### Supplied text
[JPL] More on jazz/not jazz
drjazz at drjazz.com
Wed Jan 11 20:07:41 EST 2012
The Word "Jazz" Will Now Be Racist
Henceforth, please refer to the genre as "Black American Music."
By Victor Fiorillo 1/10/2012 Comments 10
Last Thursday, while I rocked out in Greenwich Village to the
white-people music known as Van Halen, Philadelphia-based pianist Orrin
Evans--recipient of the $60,000 Pew Fellowship for the Arts--was a quick
ride up the A-C-E in Hell's Kitchen at Birdland. Note that I did not
refer to Evans as "Philadelphia-based jazz pianist" as I would have in
2011. This is because Evans has decided that he no longer plays jazz. He
plays Black American Music.
At Birdland, Evans sat on a prestigious panel of musicians who had
congregated for the Inaugural Black American Music (or BAM) conference.
(If you've got an hour-and-a-half to kill, you can watch a video of the
panel here.) Though he's been far more vocal on his Facebook page, where
he makes it quite clear that "`jazz' is a perfect word for some peoples
music just not mine," he didn't get much of a word in at Birdland, where
his verbose co-panelists set the tone by comparing their business to the
"plantation system" and being careful to use "the j-word" whenever they
were referring to that old, racist word, jazz. They theorize that black
audiences have largely turned away from the genre because of the word
The whole thing started back in November, when distinguished trumpeter
Nicholas Payton, also on the panel, posted a manifesto of sorts, in
which he declared: "Jazz is a lie. America is a lie ... Playing Jazz is
like running on a treadmill: you may break a sweat, but ultimately you
ain't going nowhere. I am Nicholas Payton and I don't play `the j word.'
I play BAM."
Apparently, Payton didn't make the point strongly enough in that post,
so he ran a follow-up in December: "I am not dissing an art form. I am
dissing the name, Jazz. Just like being called Nigger affected how Black
people felt about themselves at one time, I believe the term `JAZZ'
affects the style of playing. I am not a Nigger and I am not a Jazz
musician ... `Jazz' is an oppressive colonialist slave term and I want
no parts of it."
Phew. Who knew?
"That word [the j-word] has such a negative connotation to it," Evans
told me when I reached him on his cell this morning. "From where I'm at,
the best way to say it is Black American Music. It's the image, not the
music. The name itself is limiting audiences. I understand why some of
the white musicians don't see it as an issue. That's because when they
turn to the audience, they see themselves. When a white guy walks into
an all black strip club and it's all black young people, trust me that
white guy is going to feel a little different. Nobody looks like me. I'm
not saying I don't want to see y'all [white people] no more. But can we
sprinkle some pepper in there?"

[Collected data entries]
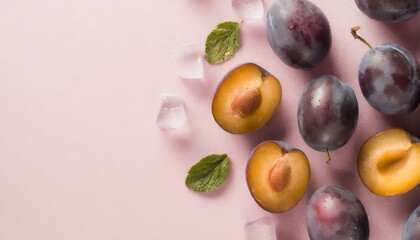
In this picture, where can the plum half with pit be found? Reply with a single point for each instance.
(277, 175)
(388, 162)
(335, 213)
(246, 99)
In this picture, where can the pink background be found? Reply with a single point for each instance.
(81, 157)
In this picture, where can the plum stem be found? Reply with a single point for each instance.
(328, 157)
(356, 36)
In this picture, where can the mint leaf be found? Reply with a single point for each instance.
(222, 42)
(209, 173)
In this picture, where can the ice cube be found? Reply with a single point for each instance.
(189, 61)
(248, 9)
(261, 228)
(171, 113)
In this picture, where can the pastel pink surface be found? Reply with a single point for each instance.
(82, 158)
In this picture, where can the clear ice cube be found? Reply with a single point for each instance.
(189, 61)
(248, 9)
(171, 113)
(261, 228)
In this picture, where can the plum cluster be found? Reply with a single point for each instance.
(278, 174)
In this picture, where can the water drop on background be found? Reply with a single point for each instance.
(171, 113)
(261, 228)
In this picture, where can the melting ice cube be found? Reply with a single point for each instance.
(248, 9)
(171, 113)
(189, 61)
(261, 228)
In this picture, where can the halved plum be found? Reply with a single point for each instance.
(246, 99)
(277, 175)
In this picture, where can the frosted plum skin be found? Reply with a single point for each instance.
(298, 32)
(389, 79)
(389, 11)
(334, 213)
(327, 113)
(411, 229)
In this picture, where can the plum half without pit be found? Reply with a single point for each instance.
(277, 175)
(246, 99)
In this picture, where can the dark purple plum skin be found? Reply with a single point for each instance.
(298, 32)
(391, 11)
(411, 229)
(389, 79)
(327, 113)
(334, 213)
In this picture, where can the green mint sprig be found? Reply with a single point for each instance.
(209, 173)
(222, 42)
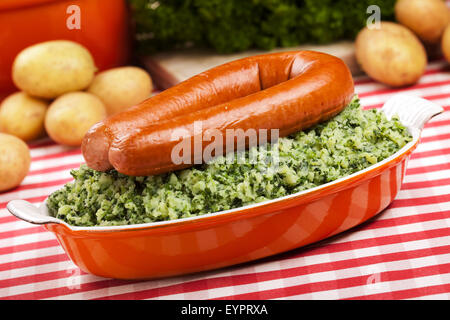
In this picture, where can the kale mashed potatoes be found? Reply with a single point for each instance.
(353, 140)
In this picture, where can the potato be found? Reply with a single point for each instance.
(445, 43)
(52, 68)
(70, 116)
(426, 18)
(23, 116)
(15, 161)
(391, 54)
(121, 88)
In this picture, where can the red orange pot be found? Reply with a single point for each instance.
(229, 237)
(103, 30)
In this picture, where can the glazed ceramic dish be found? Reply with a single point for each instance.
(230, 237)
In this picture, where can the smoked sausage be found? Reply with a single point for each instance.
(288, 91)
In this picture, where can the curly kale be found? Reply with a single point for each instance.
(237, 25)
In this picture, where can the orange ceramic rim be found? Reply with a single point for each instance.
(308, 195)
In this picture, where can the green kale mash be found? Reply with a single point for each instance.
(353, 140)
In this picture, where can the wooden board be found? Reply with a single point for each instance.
(170, 68)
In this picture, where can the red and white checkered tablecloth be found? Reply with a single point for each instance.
(403, 253)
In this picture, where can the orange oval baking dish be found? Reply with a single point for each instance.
(216, 240)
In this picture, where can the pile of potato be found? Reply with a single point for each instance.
(62, 96)
(395, 53)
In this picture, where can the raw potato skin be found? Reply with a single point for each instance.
(445, 44)
(23, 116)
(392, 54)
(50, 69)
(426, 18)
(15, 161)
(121, 88)
(70, 116)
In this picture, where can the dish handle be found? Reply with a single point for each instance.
(413, 111)
(28, 212)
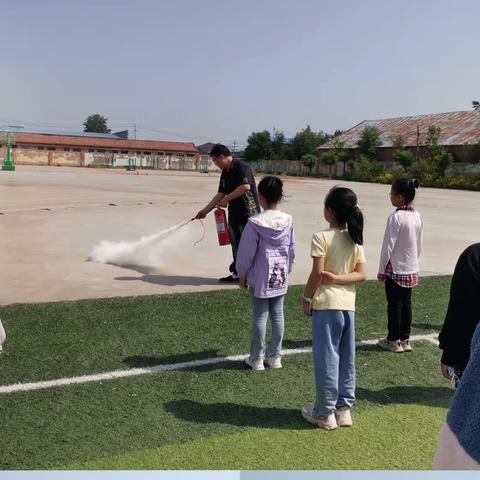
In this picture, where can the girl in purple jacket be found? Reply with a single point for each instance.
(264, 260)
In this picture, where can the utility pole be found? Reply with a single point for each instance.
(418, 143)
(7, 162)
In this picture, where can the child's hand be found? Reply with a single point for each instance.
(307, 308)
(222, 203)
(329, 277)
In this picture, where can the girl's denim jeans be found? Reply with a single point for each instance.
(333, 339)
(262, 307)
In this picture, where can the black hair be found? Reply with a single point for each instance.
(343, 202)
(271, 188)
(219, 149)
(405, 188)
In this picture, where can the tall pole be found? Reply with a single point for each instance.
(7, 162)
(418, 142)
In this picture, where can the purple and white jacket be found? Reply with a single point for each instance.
(266, 253)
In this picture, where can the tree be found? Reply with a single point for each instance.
(259, 146)
(96, 123)
(309, 160)
(436, 155)
(398, 141)
(403, 157)
(370, 139)
(282, 149)
(307, 141)
(442, 161)
(432, 147)
(336, 153)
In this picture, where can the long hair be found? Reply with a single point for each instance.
(343, 202)
(271, 188)
(405, 188)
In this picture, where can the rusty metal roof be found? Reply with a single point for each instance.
(457, 128)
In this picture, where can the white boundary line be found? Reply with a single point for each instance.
(135, 372)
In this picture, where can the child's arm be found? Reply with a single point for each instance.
(313, 281)
(358, 275)
(291, 251)
(389, 240)
(247, 250)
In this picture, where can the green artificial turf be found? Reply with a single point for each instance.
(53, 340)
(216, 417)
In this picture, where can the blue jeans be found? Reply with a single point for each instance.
(261, 308)
(333, 341)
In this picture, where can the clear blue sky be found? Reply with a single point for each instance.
(218, 70)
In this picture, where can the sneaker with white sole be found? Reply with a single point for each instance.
(273, 362)
(395, 347)
(256, 364)
(343, 416)
(327, 422)
(3, 336)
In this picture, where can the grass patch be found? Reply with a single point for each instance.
(217, 416)
(53, 340)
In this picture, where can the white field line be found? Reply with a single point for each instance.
(135, 372)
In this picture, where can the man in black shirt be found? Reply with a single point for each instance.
(237, 189)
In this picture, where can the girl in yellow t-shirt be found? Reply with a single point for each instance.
(329, 298)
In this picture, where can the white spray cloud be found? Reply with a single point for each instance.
(154, 251)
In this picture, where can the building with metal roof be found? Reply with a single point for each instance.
(456, 129)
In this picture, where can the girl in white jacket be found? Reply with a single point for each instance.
(399, 264)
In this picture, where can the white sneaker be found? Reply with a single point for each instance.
(395, 347)
(327, 422)
(343, 416)
(273, 362)
(3, 336)
(256, 364)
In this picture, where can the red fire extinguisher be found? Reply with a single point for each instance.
(222, 226)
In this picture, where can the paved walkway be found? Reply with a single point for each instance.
(52, 217)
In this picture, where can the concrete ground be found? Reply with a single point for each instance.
(52, 217)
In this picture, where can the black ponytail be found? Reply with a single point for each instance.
(406, 188)
(343, 202)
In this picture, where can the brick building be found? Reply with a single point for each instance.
(89, 149)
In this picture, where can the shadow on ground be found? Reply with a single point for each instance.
(238, 415)
(290, 418)
(171, 280)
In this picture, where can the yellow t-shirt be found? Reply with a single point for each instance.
(341, 256)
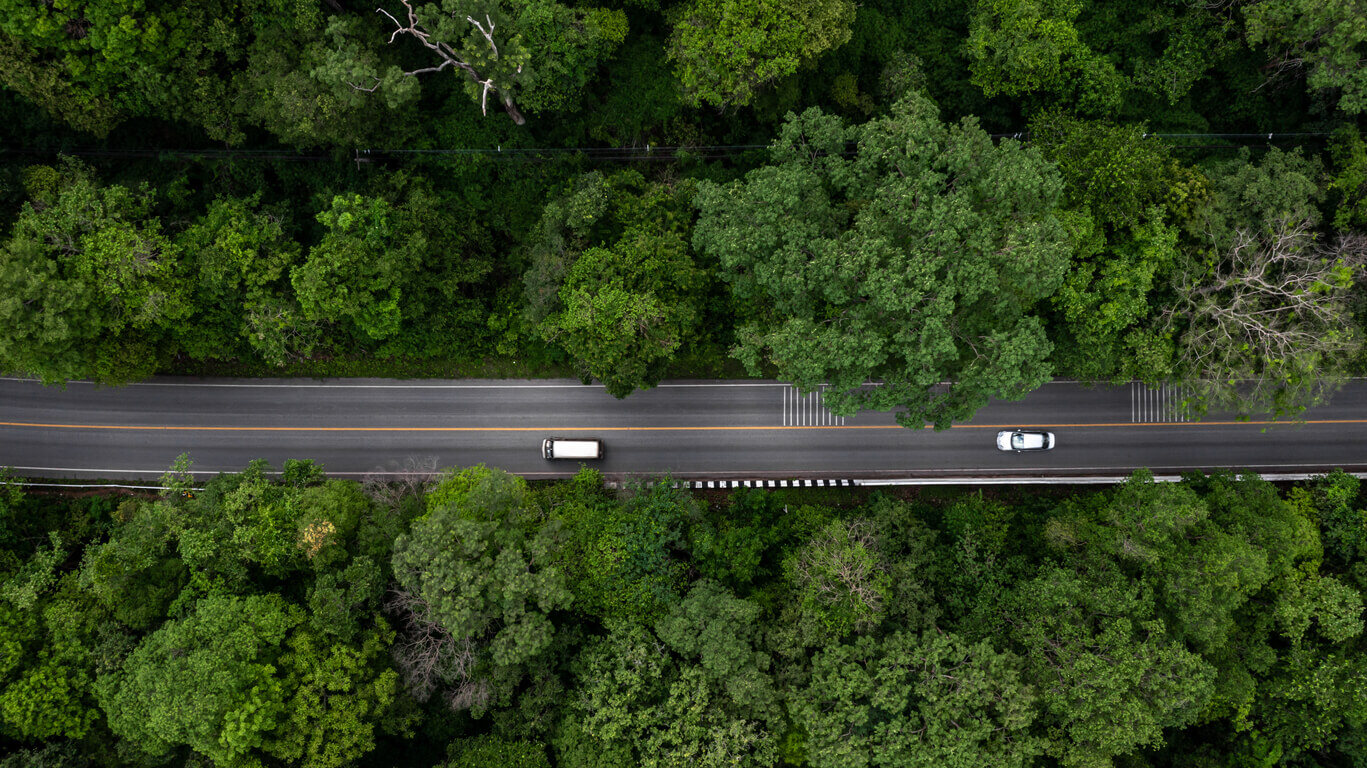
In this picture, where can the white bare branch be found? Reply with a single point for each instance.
(451, 58)
(1270, 320)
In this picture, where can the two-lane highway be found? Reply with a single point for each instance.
(715, 429)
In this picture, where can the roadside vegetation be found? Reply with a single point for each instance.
(468, 619)
(472, 187)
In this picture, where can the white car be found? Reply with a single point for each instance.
(1024, 440)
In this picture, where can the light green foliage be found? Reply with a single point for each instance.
(45, 673)
(912, 701)
(480, 569)
(840, 577)
(208, 681)
(1280, 187)
(92, 284)
(730, 543)
(891, 265)
(726, 51)
(339, 693)
(1325, 37)
(1023, 45)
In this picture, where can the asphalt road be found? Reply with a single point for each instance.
(692, 429)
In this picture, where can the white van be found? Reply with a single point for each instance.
(572, 448)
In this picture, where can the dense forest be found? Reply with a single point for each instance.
(912, 192)
(470, 621)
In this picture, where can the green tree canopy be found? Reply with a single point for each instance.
(891, 265)
(208, 681)
(912, 701)
(92, 283)
(727, 51)
(479, 571)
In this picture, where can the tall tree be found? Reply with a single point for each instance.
(92, 283)
(916, 261)
(479, 586)
(727, 51)
(1322, 40)
(208, 681)
(908, 701)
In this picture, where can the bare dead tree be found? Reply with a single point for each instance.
(450, 58)
(429, 657)
(841, 571)
(1267, 328)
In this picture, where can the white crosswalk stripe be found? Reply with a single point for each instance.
(1166, 403)
(807, 409)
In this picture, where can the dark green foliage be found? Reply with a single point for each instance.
(1217, 621)
(891, 265)
(622, 558)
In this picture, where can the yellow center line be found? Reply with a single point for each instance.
(551, 429)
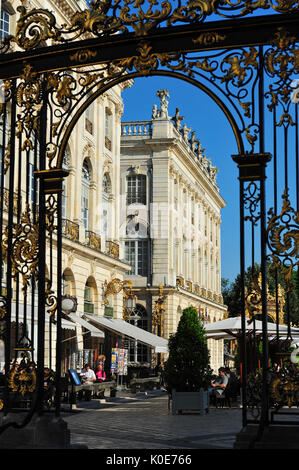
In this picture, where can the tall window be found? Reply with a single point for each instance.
(66, 163)
(176, 194)
(4, 24)
(136, 189)
(138, 352)
(136, 254)
(89, 113)
(108, 129)
(86, 180)
(106, 190)
(89, 298)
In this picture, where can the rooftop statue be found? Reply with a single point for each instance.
(163, 112)
(177, 119)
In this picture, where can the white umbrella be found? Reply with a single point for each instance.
(232, 327)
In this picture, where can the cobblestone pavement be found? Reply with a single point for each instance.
(145, 422)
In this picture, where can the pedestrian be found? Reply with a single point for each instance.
(100, 374)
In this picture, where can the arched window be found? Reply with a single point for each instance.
(65, 165)
(86, 180)
(138, 352)
(89, 297)
(176, 194)
(136, 189)
(108, 129)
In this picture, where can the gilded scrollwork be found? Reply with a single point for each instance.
(283, 239)
(107, 17)
(252, 199)
(51, 300)
(114, 287)
(24, 251)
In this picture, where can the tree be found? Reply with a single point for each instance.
(231, 292)
(188, 364)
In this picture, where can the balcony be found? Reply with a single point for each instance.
(108, 311)
(93, 240)
(108, 143)
(89, 126)
(70, 230)
(88, 307)
(112, 248)
(180, 281)
(136, 128)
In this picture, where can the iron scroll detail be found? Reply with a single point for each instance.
(107, 17)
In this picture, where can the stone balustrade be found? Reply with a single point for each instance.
(136, 128)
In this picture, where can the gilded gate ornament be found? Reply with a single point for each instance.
(283, 239)
(24, 252)
(114, 287)
(107, 17)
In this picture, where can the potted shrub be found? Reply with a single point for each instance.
(187, 371)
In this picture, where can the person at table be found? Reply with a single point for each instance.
(100, 374)
(88, 375)
(219, 384)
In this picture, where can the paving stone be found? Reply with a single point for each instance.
(146, 423)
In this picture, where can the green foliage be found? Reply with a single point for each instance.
(188, 365)
(231, 292)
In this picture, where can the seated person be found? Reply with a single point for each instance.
(100, 374)
(219, 384)
(233, 385)
(88, 375)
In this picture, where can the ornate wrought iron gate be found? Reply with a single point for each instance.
(243, 54)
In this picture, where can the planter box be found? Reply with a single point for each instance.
(190, 401)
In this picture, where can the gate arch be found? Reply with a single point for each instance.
(260, 52)
(170, 74)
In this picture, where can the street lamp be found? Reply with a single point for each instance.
(129, 310)
(68, 304)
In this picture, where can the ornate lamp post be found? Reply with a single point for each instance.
(158, 317)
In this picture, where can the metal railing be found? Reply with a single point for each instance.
(112, 248)
(70, 230)
(136, 128)
(93, 240)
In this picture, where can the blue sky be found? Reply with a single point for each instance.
(216, 136)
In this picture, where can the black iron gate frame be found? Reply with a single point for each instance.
(245, 64)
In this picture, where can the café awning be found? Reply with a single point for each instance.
(232, 327)
(95, 332)
(121, 327)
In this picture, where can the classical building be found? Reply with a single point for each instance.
(170, 222)
(162, 202)
(91, 257)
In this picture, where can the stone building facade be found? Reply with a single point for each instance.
(90, 251)
(171, 220)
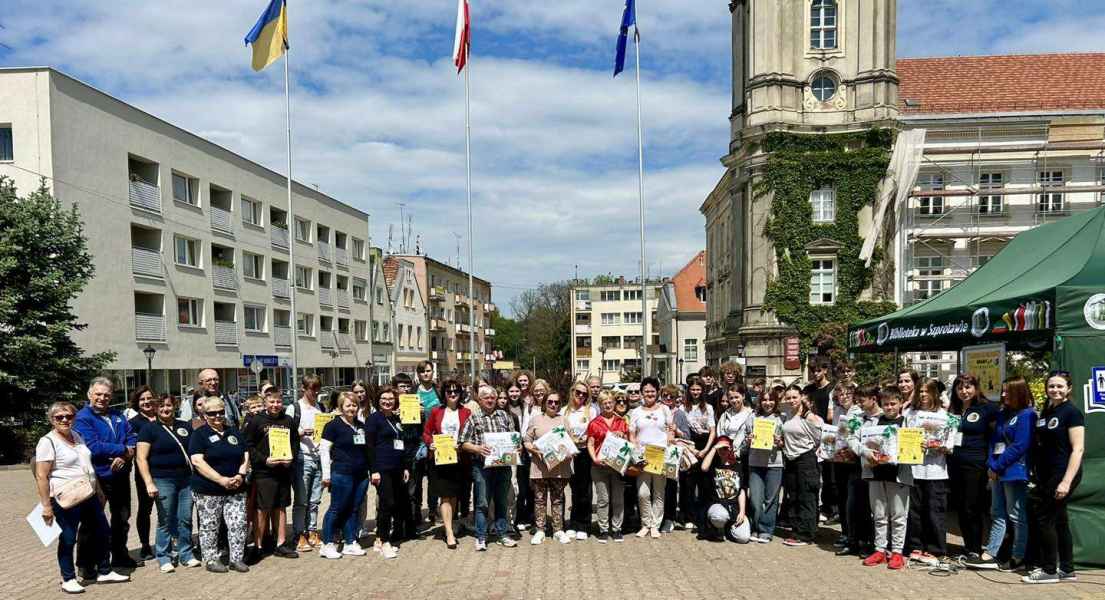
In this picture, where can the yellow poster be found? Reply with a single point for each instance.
(444, 450)
(280, 444)
(321, 420)
(654, 459)
(764, 433)
(911, 445)
(410, 409)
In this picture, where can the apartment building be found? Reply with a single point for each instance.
(192, 244)
(681, 322)
(408, 316)
(449, 311)
(607, 328)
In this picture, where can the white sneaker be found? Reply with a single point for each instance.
(329, 550)
(113, 578)
(389, 551)
(353, 549)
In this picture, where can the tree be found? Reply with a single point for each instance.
(44, 264)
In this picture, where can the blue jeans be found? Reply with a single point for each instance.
(90, 516)
(174, 518)
(347, 494)
(490, 484)
(308, 494)
(1008, 502)
(764, 483)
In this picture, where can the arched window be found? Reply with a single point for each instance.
(823, 24)
(823, 86)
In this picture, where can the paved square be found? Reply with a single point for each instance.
(676, 566)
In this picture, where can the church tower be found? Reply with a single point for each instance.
(800, 66)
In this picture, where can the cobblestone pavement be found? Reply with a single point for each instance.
(676, 566)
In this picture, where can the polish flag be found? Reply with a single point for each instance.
(463, 35)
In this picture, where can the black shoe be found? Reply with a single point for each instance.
(285, 551)
(239, 566)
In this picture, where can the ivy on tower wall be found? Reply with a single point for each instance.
(853, 165)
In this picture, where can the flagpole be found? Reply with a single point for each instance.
(467, 167)
(291, 220)
(640, 183)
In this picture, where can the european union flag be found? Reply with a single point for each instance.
(629, 18)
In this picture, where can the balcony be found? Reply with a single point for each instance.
(225, 333)
(146, 262)
(221, 220)
(223, 277)
(282, 336)
(149, 327)
(279, 237)
(145, 196)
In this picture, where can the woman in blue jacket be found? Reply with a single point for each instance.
(1009, 473)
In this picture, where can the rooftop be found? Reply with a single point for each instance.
(1010, 83)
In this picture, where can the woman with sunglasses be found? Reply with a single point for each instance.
(548, 482)
(448, 481)
(221, 463)
(578, 416)
(1060, 443)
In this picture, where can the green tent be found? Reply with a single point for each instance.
(1045, 290)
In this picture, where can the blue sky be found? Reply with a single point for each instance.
(378, 108)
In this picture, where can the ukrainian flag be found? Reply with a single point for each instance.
(269, 35)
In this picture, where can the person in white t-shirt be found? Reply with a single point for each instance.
(63, 473)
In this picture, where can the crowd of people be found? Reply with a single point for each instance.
(238, 469)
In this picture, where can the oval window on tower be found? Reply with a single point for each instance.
(823, 86)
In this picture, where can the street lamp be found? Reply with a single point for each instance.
(149, 351)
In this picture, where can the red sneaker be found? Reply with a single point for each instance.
(876, 558)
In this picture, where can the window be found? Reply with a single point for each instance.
(822, 281)
(303, 279)
(1051, 201)
(7, 151)
(253, 265)
(183, 189)
(302, 230)
(190, 312)
(254, 318)
(990, 204)
(252, 211)
(823, 24)
(188, 252)
(691, 349)
(305, 324)
(823, 202)
(930, 206)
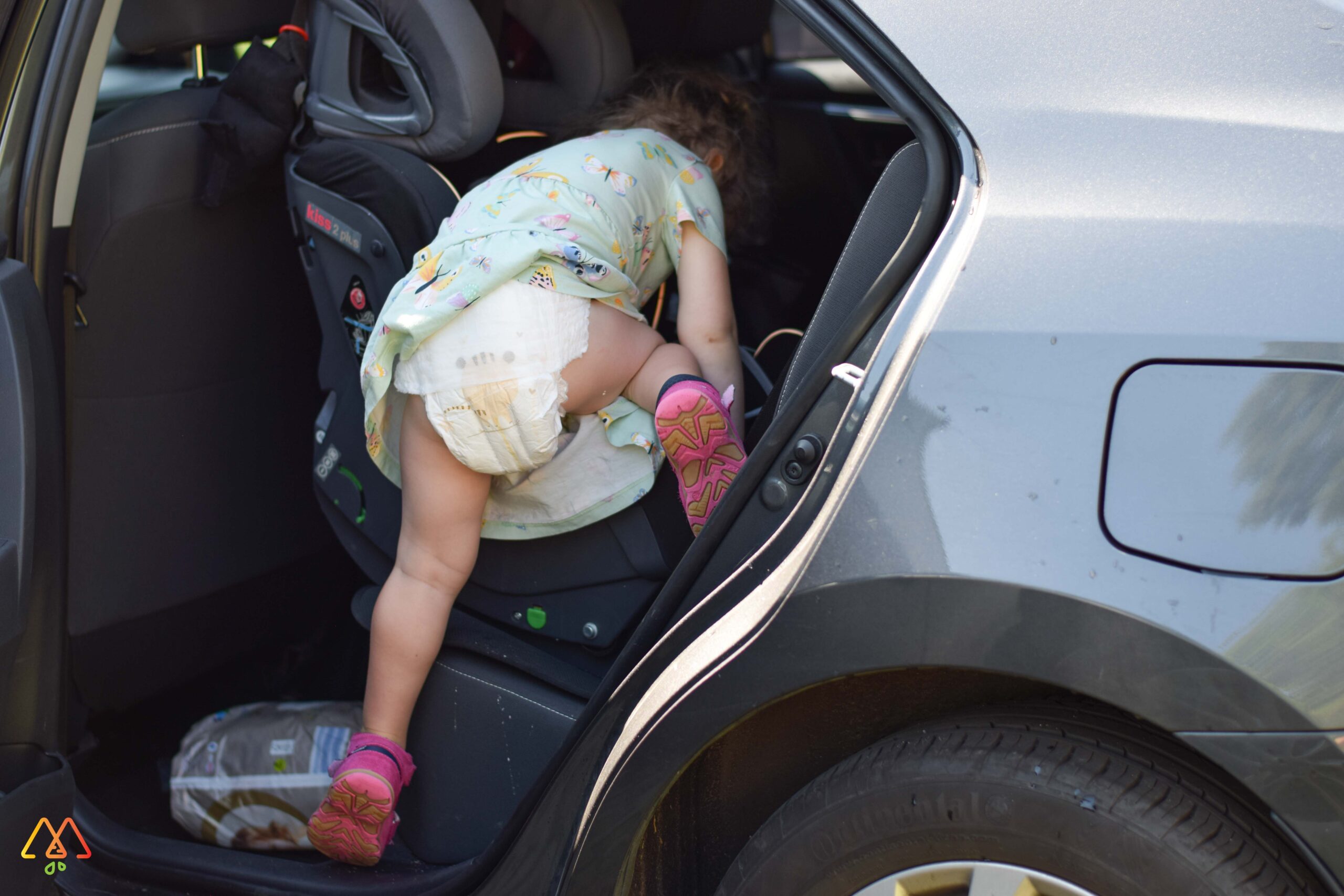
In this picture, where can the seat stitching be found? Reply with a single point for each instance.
(867, 205)
(142, 132)
(491, 684)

### Things to do
A – In the text about the word "jazz," what award had Orrin Evans received?
B – Repeat word for word the part of the text about the word "jazz" from "By Victor Fiorillo" up to and including "(or BAM) conference.".

### Results of the tasks
A – The $60,000 Pew Fellowship for the Arts.

B –
By Victor Fiorillo 1/10/2012 Comments 10
Last Thursday, while I rocked out in Greenwich Village to the
white-people music known as Van Halen, Philadelphia-based pianist Orrin
Evans--recipient of the $60,000 Pew Fellowship for the Arts--was a quick
ride up the A-C-E in Hell's Kitchen at Birdland. Note that I did not
refer to Evans as "Philadelphia-based jazz pianist" as I would have in
2011. This is because Evans has decided that he no longer plays jazz. He
plays Black American Music.
At Birdland, Evans sat on a prestigious panel of musicians who had
congregated for the Inaugural Black American Music (or BAM) conference.